------ GIVEN DATA ------
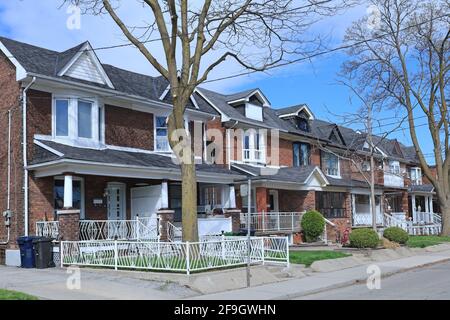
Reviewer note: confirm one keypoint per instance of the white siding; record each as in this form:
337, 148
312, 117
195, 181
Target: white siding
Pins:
85, 69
------
-- STATED PROBLEM --
Shift every coordinate in the answers of the records by adding 138 to each number, and reproduce all the lines of the records with the requests and their sample coordinates left unchanged. Leave the pictures out of your answer.

-- TASK RESULT --
Reviewer note: confirm one keypoint per instance of the white siding; record each as in this form:
337, 148
312, 117
195, 181
Target: white siding
Pins:
223, 207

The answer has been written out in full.